Three men were indicted Wednesday in connection with the death of rapper Mac Miller who overdosed on counterfeit fentanyl-laced pills at his home in California last year.
Cameron Pettit, 28, Stephen Walter, 46 and Ryan Reavis, 36, were charged with conspiring to distribute controlled substances resulting in death and distribution of fentanyl resulting in death, according to the indictment.
Walter was also charged with being a felon in possession of ammunition.
The 26-year-old singer born Malcolm McCormick died on September 7, 2018 after ingesting a lethal combination of fentanyl, cocaine and alcohol, according to the Los Angeles medical examiner.
Authorities said that three days before Miller died, Pettit had agreed to supply him with 10 “blues” — a street term for oxycodone pills — as well as cocaine and the sedative Xanax.
But instead of providing Miller with genuine oxycodone, Pettit allegedly sold the singer counterfeit oxycodone pills that contained fentanyl — a powerful synthetic opioid that is 50 times more potent than heroin.
The indictment alleges that Pettit ordered the fentanyl-laced pills from Walter, and then Reavis delivered the narcotics to Pettit.
“It has become increasingly common for us to see drug dealers peddling counterfeit pharmaceuticals made with fentanyl,” United States Attorney Nick Hanna said in a statement.
“As a consequence, fentanyl is now the number one cause of overdose deaths in the United States,” he added.
Hanna said that all three defendants charged had allegedly continued to sell narcotics after Miller’s death despite the deadly effects of their products.
The three men each face up to life in prison without parole if convicted. Walter also faces up to 10 years in prison on the charge of being a felon in possession of ammunition.
Fentanyl has become the deadliest drug in the United States, killing more than 18,000 Americans in 2016, the latest year for which full data is available, according to federal health officials.
The opioid, which acts on the brain like morphine or heroin, was blamed in the high-profile deaths of icon Prince and rocker Tom Petty, both of whom died of overdoses.

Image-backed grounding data
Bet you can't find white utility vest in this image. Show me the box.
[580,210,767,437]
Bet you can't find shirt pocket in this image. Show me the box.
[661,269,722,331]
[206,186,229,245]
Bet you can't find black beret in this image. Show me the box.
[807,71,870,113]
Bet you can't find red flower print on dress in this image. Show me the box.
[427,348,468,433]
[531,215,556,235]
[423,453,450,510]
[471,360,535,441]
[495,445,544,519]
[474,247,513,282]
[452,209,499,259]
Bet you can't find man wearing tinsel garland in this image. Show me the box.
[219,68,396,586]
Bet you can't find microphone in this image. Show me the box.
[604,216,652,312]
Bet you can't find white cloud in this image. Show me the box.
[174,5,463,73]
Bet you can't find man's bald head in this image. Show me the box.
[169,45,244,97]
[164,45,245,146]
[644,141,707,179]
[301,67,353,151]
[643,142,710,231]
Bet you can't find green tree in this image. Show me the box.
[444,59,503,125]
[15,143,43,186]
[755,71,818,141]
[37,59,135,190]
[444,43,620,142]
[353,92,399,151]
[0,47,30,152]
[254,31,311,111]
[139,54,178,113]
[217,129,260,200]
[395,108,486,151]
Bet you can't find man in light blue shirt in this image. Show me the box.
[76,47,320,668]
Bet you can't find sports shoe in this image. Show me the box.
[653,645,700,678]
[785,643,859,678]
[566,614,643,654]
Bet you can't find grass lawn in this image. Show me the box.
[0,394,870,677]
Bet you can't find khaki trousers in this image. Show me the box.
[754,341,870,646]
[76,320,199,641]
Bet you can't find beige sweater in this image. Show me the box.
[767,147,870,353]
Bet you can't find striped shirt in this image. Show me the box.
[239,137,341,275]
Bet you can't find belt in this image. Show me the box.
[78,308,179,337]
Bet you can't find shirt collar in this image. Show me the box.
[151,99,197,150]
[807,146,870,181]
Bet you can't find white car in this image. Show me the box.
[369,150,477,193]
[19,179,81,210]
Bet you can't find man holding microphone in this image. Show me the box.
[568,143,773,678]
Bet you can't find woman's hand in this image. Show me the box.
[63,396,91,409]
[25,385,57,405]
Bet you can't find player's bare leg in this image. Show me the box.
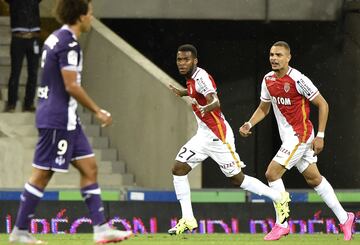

Work instruction 1:
In the news report on Mac Miller's death, how many "blues" did Pettit agree to supply to Miller?
Work instruction 2:
From the news report on Mac Miller's death, return the part that opens with the words containing "Hanna said that" and closes with "died of overdoses.".

Task answer 1:
Pettit agreed to supply 10 "blues."

Task answer 2:
Hanna said that all three defendants charged had allegedly continued to sell narcotics after Miller’s death despite the deadly effects of their products.
The three men each face up to life in prison without parole if convicted. Walter also faces up to 10 years in prison on the charge of being a felon in possession of ammunition.
Fentanyl has become the deadliest drug in the United States, killing more than 18,000 Americans in 2016, the latest year for which full data is available, according to federal health officials.
The opioid, which acts on the brain like morphine or heroin, was blamed in the high-profile deaths of icon Prince and rocker Tom Petty, both of whom died of overdoses.